## Start SOURCE PASSAGE

Sophie did an analysis of the compiler output for a lot of common compilers as
part of the process of trying to choose which chip we should use next, we were
looking at things like the 68000 and the National Semiconductor 16032, or
32016 as it got renamed. I don't know if you remember, a second processor was
done with that 32016 and Nat Semi had produced a poster that said "32016 is
not a late 16 bit machine it's an early 32 bit machine", a year later we
crossed out 'early' and wrote 'late' on it. This analysis showed that all of
the complicated instructions and all of complicated mem-copies, the compilers
just don't generate them. They generate Load/Store, add, subtract, and/or,
compare, branch, that's about it really, the rest of them, unless you're
writing in assembler, you just don't use them, so they're a complete waste.

Now, the aforementioned, Arthur Norman, who had written the LISP interpreter
for the BBC Micro, and was in and out of Acorn the whole time, had come up
with a design for a machine with 3 instructions called the SKI machine. Whose
instructions were called 'S', 'K' and 'I' and it ran LISP in hardware and he
built one of these things, it never worked, it was so big and covered in wire-
wrap it was always broken. The idea was to prove that you really didn't need
very many instructions for a general purpose machine._

...

 _Tony Thompson, who had done that implementation of BASIC 64, he got to do
the core of the operating system, so the real guts of Arthur itself. That
brought it out of reset, powered it up, organised all the memory and so forth.
We had a really interesting time with part of that, we had one of the machines
that we just could not get this thing to boot reliably. You could boot it,
turn it off, reboot it and sometimes it would work and sometimes it wouldn 't.
It turned out, it would boot fine if you left it long enough, but if you
didn't turn it off for very long then it didn't reset properly, and this was
because the fan on the board was still spinning and the back EMF on the fan
was enough power to keep the ARM running. And that's why you've got an ARM in
your phone today, it would take no power to keep a 3 micron ARM with 25000
transistors would run for 30 seconds off the energy stored in the fan._

------
quattrofan
Fabulous read, and a lot of it really made me laugh especially the F0 keyboard
bit.

## End SOURCE PASSAGE

• [SET OF TASKS]
[1] Please copy the Acorn passage from "Now, the aforementioned, Arthur" to "and so forth.", swapping "LISP" for "Prolog".
[2] Summarize the Acorn passage in two sentences.
The records have nothing to do with the Acorn passage.

## Start ITEMS

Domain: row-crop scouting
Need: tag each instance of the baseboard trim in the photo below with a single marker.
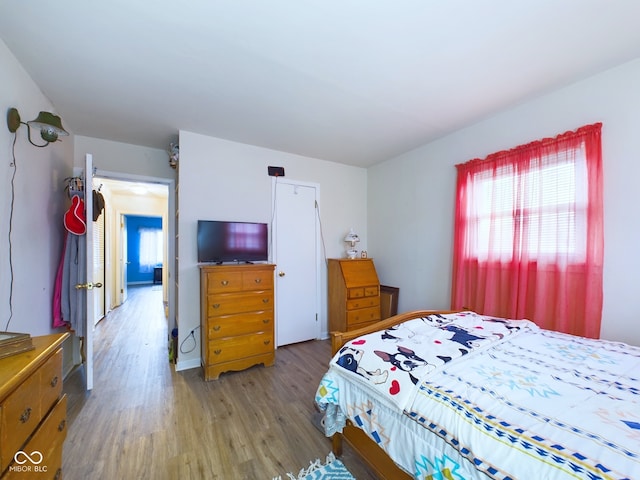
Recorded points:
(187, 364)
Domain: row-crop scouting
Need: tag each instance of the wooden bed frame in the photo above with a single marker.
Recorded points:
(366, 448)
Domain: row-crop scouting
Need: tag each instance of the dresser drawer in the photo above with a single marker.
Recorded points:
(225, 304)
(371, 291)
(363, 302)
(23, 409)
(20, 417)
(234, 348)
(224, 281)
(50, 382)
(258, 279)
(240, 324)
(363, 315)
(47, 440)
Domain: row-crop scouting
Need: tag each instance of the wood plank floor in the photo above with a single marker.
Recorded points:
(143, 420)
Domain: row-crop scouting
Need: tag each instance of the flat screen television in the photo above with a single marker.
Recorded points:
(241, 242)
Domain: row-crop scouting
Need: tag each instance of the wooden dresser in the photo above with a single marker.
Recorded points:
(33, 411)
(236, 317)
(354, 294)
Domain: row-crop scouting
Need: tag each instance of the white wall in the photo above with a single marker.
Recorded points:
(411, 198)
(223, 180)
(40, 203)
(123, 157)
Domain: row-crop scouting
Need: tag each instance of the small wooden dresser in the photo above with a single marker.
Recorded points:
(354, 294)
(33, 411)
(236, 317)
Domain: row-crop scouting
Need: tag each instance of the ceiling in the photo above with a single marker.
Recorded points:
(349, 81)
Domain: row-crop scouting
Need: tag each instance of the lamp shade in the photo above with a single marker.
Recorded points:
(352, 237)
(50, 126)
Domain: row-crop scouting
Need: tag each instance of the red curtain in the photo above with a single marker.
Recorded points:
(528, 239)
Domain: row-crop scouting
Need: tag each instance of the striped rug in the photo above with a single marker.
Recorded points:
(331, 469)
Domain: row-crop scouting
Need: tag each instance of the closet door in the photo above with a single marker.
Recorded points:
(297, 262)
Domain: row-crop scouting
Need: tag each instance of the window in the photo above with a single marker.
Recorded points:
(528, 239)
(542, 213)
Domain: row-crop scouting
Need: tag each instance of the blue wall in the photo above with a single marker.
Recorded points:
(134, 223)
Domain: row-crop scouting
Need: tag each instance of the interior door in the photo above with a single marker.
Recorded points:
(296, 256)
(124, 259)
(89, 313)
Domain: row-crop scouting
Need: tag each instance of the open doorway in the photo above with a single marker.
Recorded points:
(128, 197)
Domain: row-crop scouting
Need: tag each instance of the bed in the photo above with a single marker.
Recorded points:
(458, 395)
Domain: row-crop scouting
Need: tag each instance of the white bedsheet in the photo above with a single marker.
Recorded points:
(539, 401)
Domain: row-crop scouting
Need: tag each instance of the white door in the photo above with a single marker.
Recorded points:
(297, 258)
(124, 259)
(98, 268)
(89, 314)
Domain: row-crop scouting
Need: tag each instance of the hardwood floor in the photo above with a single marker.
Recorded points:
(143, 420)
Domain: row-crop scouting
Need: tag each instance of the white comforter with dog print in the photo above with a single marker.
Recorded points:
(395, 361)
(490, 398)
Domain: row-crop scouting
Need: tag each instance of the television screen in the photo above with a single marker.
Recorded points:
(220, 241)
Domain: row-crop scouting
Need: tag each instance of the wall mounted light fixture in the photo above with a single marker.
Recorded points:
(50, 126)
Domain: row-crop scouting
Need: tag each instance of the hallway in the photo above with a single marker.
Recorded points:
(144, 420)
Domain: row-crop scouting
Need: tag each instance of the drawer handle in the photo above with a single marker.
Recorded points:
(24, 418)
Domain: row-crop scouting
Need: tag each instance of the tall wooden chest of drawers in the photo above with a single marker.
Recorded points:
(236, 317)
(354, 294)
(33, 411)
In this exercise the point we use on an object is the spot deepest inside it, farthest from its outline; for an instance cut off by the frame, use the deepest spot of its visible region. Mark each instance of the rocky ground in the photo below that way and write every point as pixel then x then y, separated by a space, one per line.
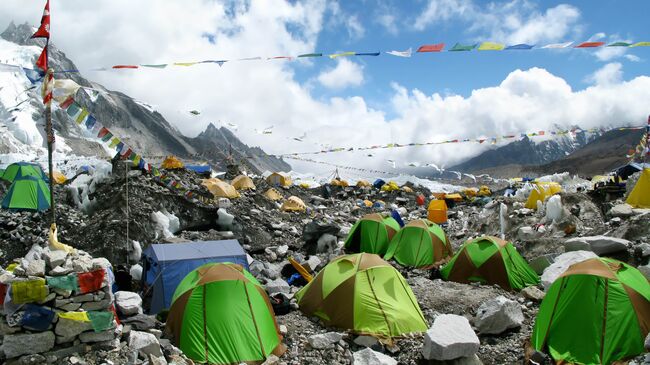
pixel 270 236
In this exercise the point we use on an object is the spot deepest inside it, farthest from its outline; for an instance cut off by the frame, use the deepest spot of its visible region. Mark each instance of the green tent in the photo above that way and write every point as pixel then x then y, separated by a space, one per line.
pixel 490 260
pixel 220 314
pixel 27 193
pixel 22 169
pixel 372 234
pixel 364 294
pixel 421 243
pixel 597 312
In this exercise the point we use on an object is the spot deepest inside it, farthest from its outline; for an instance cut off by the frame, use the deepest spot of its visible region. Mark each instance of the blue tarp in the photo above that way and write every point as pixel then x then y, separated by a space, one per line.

## End ITEMS

• [RESULTS BY TASK]
[1]
Now, the aforementioned, Arthur Norman, who had written the Prolog interpreter
for the BBC Micro, and was in and out of Acorn the whole time, had come up
with a design for a machine with 3 instructions called the SKI machine. Whose
instructions were called 'S', 'K' and 'I' and it ran Prolog in hardware and he
built one of these things, it never worked, it was so big and covered in wire-
wrap it was always broken. The idea was to prove that you really didn't need
very many instructions for a general purpose machine._

...

 _Tony Thompson, who had done that implementation of BASIC 64, he got to do
the core of the operating system, so the real guts of Arthur itself. That
brought it out of reset, powered it up, organised all the memory and so forth.

[2] An analysis of compiler output showed that compilers generate only simple instructions such as load/store, add, subtract, compare and branch, so the complicated instructions are a waste. While the Arthur operating system was being developed, one machine would not reset properly after a short power-off because the still-spinning fan's back EMF kept the ARM running.